• [DATA SHOWN]
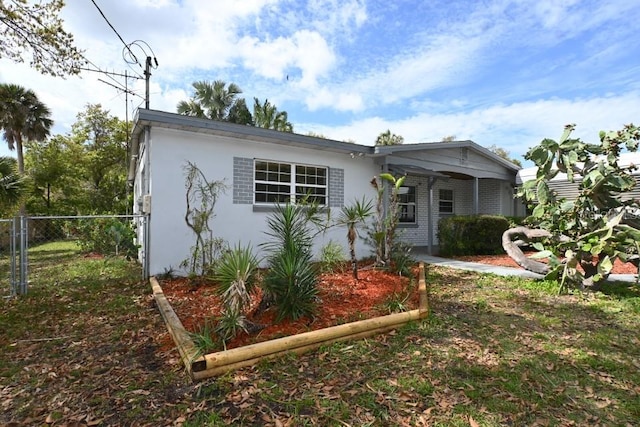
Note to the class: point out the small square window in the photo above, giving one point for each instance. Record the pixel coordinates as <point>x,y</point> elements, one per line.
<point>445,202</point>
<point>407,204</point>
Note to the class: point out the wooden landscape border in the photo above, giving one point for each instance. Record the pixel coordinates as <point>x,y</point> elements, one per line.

--

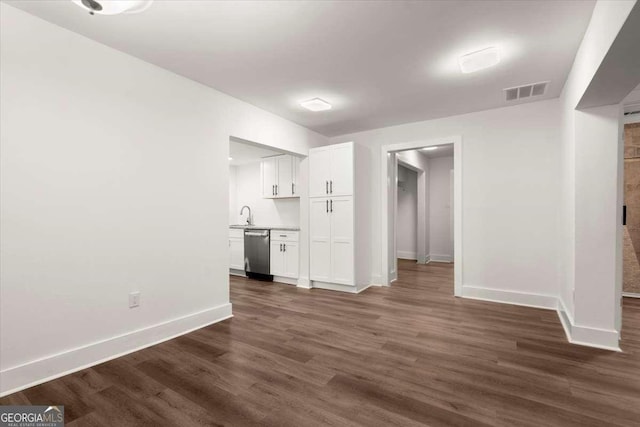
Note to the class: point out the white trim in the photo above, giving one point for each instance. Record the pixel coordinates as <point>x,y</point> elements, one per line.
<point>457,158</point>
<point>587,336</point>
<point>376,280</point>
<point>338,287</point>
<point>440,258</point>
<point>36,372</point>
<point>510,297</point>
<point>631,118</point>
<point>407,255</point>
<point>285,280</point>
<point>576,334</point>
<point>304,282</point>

• [TASK TO CARRY OUT] Beginning at the line with "Note to the class: point out the small" and ending at the line with "Note to the class: point out the wooden", reproduce each line of the data above exactly, and add no other lines.

• [TASK OUTPUT]
Note to the class: point out the small square window in the photo above, giving one point for each instance. Record the pixel coordinates as <point>x,y</point> elements, one per line.
<point>445,202</point>
<point>407,204</point>
Note to the class: point out the wooden landscape border in the photo above, giving one point for each instance. Record the pixel coordinates as <point>x,y</point> elements, one per line.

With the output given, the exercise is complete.